* [INSTRUCTIONS FOR THE TASK] Reproduce the listing verbatim, starting with its first line and continuing through the line that contains "[(501, 446)]", with both of those lines included.

* [INPUT ROWS]
++++
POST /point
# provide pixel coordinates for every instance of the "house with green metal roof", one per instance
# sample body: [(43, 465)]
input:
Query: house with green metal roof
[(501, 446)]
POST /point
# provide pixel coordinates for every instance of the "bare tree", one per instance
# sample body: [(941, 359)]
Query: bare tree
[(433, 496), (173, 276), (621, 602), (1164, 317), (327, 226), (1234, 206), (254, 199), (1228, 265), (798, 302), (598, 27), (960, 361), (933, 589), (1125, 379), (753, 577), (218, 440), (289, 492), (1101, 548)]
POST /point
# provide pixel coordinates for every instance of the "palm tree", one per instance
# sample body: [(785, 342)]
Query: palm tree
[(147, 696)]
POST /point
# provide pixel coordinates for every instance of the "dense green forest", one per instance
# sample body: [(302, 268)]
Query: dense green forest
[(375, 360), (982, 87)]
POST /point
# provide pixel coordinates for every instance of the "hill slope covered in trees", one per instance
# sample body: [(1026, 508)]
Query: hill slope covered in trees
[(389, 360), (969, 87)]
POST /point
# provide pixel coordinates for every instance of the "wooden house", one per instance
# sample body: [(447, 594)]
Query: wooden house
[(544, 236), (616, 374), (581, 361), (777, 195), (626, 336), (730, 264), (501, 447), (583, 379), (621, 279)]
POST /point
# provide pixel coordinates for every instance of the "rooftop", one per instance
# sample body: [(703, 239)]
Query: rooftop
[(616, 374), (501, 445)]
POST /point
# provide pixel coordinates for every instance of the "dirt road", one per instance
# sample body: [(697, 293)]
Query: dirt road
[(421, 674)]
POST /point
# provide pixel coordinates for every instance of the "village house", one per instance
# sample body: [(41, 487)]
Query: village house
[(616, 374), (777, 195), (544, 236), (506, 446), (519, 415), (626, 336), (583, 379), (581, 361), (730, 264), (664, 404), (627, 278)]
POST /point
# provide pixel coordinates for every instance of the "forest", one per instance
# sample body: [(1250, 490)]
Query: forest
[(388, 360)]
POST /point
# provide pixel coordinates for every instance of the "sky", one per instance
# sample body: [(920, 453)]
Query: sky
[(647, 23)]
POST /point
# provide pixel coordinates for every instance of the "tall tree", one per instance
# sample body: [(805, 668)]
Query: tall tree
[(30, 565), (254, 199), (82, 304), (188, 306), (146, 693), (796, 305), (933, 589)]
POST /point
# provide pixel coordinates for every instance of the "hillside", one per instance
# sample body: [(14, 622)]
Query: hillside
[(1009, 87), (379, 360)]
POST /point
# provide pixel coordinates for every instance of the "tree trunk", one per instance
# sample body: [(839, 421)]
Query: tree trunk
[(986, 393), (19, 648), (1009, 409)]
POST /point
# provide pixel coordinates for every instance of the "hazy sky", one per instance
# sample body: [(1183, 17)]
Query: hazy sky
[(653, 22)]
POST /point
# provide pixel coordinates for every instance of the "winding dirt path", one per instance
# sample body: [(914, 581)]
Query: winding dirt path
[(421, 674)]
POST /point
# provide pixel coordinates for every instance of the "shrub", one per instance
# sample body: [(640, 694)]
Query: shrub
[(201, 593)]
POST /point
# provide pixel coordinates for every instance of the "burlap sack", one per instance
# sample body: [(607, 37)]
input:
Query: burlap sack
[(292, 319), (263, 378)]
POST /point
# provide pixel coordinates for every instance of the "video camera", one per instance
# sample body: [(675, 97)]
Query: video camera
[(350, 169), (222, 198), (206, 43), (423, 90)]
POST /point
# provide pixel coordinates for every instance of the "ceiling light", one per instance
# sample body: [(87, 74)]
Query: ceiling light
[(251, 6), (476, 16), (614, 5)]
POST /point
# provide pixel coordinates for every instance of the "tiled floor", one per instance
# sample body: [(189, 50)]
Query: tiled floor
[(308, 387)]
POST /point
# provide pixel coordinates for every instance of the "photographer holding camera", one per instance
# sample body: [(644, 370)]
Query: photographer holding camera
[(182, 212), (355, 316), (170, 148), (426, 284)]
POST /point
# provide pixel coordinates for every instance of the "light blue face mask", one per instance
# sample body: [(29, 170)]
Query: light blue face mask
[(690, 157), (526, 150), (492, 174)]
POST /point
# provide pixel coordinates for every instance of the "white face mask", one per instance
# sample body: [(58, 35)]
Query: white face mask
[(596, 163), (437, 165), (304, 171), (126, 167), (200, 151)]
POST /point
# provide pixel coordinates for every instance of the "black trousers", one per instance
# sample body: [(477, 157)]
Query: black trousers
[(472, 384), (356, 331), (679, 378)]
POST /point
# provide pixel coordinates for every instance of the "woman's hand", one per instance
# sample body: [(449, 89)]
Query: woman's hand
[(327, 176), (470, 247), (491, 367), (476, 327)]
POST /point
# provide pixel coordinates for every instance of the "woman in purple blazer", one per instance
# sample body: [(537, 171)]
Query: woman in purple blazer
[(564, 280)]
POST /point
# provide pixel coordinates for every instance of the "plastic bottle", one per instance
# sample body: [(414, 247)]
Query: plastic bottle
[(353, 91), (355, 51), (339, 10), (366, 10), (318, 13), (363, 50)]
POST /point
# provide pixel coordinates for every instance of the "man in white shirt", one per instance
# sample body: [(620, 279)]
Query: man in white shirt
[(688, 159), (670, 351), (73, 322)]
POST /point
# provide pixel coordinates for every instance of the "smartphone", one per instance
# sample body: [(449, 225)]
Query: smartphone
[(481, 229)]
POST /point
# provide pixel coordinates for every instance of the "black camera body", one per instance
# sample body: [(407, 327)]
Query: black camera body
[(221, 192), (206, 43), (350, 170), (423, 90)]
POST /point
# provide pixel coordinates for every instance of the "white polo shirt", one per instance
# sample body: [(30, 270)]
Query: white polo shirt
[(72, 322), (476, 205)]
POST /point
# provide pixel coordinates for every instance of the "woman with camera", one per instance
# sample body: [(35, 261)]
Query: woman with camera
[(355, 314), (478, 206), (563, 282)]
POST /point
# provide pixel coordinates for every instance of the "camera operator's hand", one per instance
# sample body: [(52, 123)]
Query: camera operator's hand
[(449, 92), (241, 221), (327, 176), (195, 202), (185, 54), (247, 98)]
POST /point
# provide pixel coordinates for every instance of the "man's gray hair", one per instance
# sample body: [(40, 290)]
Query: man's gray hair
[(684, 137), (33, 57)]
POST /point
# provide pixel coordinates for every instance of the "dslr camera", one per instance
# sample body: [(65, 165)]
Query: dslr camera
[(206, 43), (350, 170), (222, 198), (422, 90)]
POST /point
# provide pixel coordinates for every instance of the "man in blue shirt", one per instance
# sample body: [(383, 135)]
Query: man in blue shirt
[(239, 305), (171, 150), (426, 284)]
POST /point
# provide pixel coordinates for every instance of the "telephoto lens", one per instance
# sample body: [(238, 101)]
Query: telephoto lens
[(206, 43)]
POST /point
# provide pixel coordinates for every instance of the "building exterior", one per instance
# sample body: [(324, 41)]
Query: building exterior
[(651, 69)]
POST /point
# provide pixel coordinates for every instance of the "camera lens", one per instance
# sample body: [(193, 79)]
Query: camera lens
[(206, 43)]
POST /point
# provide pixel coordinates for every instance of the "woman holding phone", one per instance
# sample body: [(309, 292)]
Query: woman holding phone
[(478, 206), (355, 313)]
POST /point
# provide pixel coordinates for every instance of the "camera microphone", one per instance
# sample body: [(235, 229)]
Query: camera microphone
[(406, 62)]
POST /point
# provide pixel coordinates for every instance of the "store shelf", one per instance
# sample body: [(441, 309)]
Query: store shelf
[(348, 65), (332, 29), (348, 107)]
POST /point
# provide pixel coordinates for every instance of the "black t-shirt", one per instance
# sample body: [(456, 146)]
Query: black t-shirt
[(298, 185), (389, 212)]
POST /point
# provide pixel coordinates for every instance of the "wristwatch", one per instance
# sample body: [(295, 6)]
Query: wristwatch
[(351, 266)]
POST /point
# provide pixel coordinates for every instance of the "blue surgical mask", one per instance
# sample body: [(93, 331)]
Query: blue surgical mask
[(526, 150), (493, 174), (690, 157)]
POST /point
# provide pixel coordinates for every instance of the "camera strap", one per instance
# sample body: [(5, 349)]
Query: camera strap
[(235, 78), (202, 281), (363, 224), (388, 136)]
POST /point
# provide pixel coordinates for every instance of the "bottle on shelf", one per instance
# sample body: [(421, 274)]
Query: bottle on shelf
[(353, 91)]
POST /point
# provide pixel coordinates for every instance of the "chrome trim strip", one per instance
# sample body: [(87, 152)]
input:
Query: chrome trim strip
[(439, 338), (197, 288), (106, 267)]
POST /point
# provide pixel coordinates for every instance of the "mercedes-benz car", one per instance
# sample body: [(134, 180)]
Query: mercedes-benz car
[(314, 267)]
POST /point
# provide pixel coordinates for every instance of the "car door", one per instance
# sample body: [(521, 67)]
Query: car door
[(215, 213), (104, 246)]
++++
* [RESPONSE TO THE EXERCISE]
POST /point
# provide pixel coordinates for every instance of the "house with green metal roof", one per instance
# sample body: [(43, 465)]
input:
Query: house with green metal roof
[(501, 446)]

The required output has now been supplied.